- What to work on -
Return each line of the material verbatim.

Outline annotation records
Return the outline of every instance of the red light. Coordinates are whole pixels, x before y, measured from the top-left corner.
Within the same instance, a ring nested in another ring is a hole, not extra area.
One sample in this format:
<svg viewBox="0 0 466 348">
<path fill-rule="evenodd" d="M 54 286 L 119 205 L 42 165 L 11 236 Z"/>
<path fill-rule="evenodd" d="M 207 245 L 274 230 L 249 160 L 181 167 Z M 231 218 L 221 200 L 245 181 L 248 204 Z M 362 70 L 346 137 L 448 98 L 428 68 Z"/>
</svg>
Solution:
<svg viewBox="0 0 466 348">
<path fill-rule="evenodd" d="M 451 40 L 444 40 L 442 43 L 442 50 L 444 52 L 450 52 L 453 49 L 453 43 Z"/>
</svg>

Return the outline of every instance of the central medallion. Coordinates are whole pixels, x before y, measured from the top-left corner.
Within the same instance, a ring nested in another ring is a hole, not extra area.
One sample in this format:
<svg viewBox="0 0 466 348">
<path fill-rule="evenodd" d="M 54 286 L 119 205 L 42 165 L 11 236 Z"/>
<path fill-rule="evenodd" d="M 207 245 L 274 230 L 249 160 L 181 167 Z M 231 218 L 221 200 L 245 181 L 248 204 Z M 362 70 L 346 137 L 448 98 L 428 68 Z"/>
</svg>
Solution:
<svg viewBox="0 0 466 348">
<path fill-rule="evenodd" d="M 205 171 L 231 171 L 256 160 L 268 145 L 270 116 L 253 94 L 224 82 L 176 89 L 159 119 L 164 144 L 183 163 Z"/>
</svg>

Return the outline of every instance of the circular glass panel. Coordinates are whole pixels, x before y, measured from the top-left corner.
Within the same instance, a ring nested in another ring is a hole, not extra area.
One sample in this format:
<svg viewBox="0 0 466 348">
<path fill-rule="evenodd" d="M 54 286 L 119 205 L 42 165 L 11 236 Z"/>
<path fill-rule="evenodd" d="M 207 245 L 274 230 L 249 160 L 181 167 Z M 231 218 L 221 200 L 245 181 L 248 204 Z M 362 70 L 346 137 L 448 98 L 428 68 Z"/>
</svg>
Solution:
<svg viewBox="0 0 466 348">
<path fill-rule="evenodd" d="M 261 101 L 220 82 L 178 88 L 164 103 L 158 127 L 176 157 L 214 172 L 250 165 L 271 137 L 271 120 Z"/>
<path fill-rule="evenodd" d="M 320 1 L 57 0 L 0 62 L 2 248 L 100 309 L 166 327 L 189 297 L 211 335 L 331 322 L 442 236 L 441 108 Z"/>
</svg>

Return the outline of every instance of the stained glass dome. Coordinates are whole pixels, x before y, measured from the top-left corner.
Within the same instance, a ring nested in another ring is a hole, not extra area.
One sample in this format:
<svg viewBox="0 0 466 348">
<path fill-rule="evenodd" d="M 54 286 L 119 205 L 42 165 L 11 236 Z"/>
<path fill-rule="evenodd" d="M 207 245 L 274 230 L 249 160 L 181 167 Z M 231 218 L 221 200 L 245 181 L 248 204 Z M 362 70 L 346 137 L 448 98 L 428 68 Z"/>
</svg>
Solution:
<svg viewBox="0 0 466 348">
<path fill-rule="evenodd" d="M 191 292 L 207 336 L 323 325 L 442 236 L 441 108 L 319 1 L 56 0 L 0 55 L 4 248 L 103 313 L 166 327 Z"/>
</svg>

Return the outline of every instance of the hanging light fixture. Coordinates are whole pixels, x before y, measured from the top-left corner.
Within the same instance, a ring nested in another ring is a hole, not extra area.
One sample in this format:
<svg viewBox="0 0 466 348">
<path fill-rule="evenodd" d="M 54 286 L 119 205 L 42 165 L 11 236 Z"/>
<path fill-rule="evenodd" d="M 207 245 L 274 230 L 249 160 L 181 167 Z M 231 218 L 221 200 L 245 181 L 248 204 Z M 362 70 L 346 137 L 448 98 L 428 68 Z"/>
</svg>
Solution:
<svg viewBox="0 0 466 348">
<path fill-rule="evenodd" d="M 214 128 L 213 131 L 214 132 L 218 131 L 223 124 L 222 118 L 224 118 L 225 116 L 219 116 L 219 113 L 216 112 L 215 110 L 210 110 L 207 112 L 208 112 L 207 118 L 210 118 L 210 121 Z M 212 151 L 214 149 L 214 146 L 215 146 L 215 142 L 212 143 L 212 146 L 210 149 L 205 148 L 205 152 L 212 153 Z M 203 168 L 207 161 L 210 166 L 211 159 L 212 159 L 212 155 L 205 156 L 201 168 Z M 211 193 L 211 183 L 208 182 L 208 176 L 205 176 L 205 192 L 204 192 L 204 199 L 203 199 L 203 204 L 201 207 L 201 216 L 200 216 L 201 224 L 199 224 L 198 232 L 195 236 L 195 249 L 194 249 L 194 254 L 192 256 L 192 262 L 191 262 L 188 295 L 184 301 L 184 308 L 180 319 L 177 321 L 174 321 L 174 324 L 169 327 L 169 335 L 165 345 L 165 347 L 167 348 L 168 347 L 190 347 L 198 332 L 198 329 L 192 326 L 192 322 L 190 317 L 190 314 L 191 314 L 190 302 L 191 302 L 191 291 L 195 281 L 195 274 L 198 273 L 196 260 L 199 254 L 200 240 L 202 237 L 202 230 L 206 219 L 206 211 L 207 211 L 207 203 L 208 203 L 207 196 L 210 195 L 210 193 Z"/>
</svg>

- Expected output -
Return the outline of every instance of the red light. Coordinates are whole pixels, x before y, measured from the top-left corner.
Within the same instance, a ring nested in another ring is a hole, not extra area.
One sample in this format:
<svg viewBox="0 0 466 348">
<path fill-rule="evenodd" d="M 54 286 L 119 205 L 42 165 L 11 236 Z"/>
<path fill-rule="evenodd" d="M 207 245 L 274 230 L 249 160 L 181 167 Z M 231 218 L 221 200 L 245 181 L 248 204 Z M 362 70 L 346 137 L 448 98 L 428 68 Z"/>
</svg>
Solution:
<svg viewBox="0 0 466 348">
<path fill-rule="evenodd" d="M 451 40 L 444 40 L 442 43 L 442 50 L 444 52 L 450 52 L 453 49 L 453 43 Z"/>
</svg>

Return the outline of every instance of the central medallion. Coordinates are whole pixels, x before y, measured from the top-left corner.
Within the same instance, a ring nested in another ring is a hole, not extra area.
One sample in this format:
<svg viewBox="0 0 466 348">
<path fill-rule="evenodd" d="M 54 286 L 119 205 L 42 165 L 11 236 Z"/>
<path fill-rule="evenodd" d="M 207 245 L 274 230 L 249 160 L 181 167 Z M 231 218 L 221 200 L 245 181 L 248 204 Z M 362 70 L 346 137 L 448 98 L 428 68 Z"/>
</svg>
Solution:
<svg viewBox="0 0 466 348">
<path fill-rule="evenodd" d="M 205 171 L 231 171 L 256 160 L 268 145 L 270 116 L 253 94 L 224 82 L 176 89 L 159 119 L 164 144 L 183 163 Z"/>
</svg>

Return the outline of every instance of the circular glass panel. Coordinates are whole pixels, x before y, measured from the top-left corner.
Within the same instance, a ring nested in another ring is a hole, not extra area.
One sample in this format:
<svg viewBox="0 0 466 348">
<path fill-rule="evenodd" d="M 54 286 L 119 205 L 42 165 L 11 236 Z"/>
<path fill-rule="evenodd" d="M 207 245 L 274 230 L 249 160 L 181 167 Z M 231 218 L 221 200 L 245 181 L 248 204 Z M 362 70 L 346 137 L 448 98 L 428 68 Z"/>
</svg>
Solution:
<svg viewBox="0 0 466 348">
<path fill-rule="evenodd" d="M 261 101 L 220 82 L 178 88 L 164 103 L 158 127 L 176 157 L 214 172 L 250 165 L 271 137 L 271 120 Z"/>
<path fill-rule="evenodd" d="M 320 1 L 57 0 L 0 62 L 2 248 L 100 309 L 166 327 L 189 297 L 211 335 L 331 322 L 442 236 L 441 108 Z"/>
</svg>

Return the outline of every instance of the stained glass dome. Coordinates are whole pixels, x before y, measured from the top-left corner.
Within the same instance, a ring nested in another ring is a hole, not extra area.
One sample in this format:
<svg viewBox="0 0 466 348">
<path fill-rule="evenodd" d="M 54 286 L 119 205 L 42 165 L 11 236 Z"/>
<path fill-rule="evenodd" d="M 207 245 L 274 230 L 249 160 L 181 167 Z M 231 218 L 221 200 L 245 181 L 248 204 Z M 362 70 L 346 137 L 448 98 L 428 68 Z"/>
</svg>
Solution:
<svg viewBox="0 0 466 348">
<path fill-rule="evenodd" d="M 191 292 L 207 336 L 323 325 L 442 236 L 441 108 L 319 1 L 56 0 L 0 55 L 4 248 L 103 313 L 166 327 Z"/>
</svg>

Return the outline of every instance of the hanging light fixture. Coordinates are whole pixels, x before y, measured from the top-left corner.
Within the same instance, a ring nested in another ring is a hole, not extra area.
One sample in this format:
<svg viewBox="0 0 466 348">
<path fill-rule="evenodd" d="M 54 286 L 119 205 L 42 165 L 11 236 Z"/>
<path fill-rule="evenodd" d="M 207 245 L 274 230 L 249 160 L 181 167 Z M 231 218 L 221 200 L 245 181 L 248 204 Z M 362 70 L 346 137 L 448 98 L 428 68 Z"/>
</svg>
Solution:
<svg viewBox="0 0 466 348">
<path fill-rule="evenodd" d="M 214 128 L 213 131 L 214 132 L 218 131 L 223 124 L 222 118 L 224 118 L 225 116 L 219 116 L 219 113 L 216 112 L 215 110 L 210 110 L 207 112 L 208 112 L 207 118 L 210 118 L 210 121 Z M 212 151 L 214 149 L 214 146 L 215 146 L 215 142 L 212 143 L 212 146 L 210 149 L 205 148 L 205 152 L 212 153 Z M 203 168 L 207 161 L 210 166 L 211 159 L 212 159 L 212 155 L 205 156 L 201 168 Z M 211 193 L 211 183 L 208 182 L 208 176 L 205 176 L 205 192 L 204 192 L 204 199 L 203 199 L 203 204 L 201 207 L 201 216 L 200 216 L 201 224 L 199 224 L 198 232 L 195 236 L 195 249 L 194 249 L 194 254 L 192 256 L 192 262 L 191 262 L 188 295 L 184 301 L 184 308 L 180 319 L 177 321 L 174 321 L 174 324 L 169 327 L 169 335 L 165 345 L 165 347 L 167 348 L 168 347 L 190 347 L 198 332 L 198 329 L 192 326 L 192 322 L 190 317 L 190 314 L 191 314 L 190 302 L 191 302 L 191 291 L 195 281 L 195 274 L 198 273 L 196 260 L 199 254 L 200 240 L 202 237 L 202 230 L 206 219 L 206 211 L 207 211 L 207 203 L 208 203 L 207 196 L 210 195 L 210 193 Z"/>
</svg>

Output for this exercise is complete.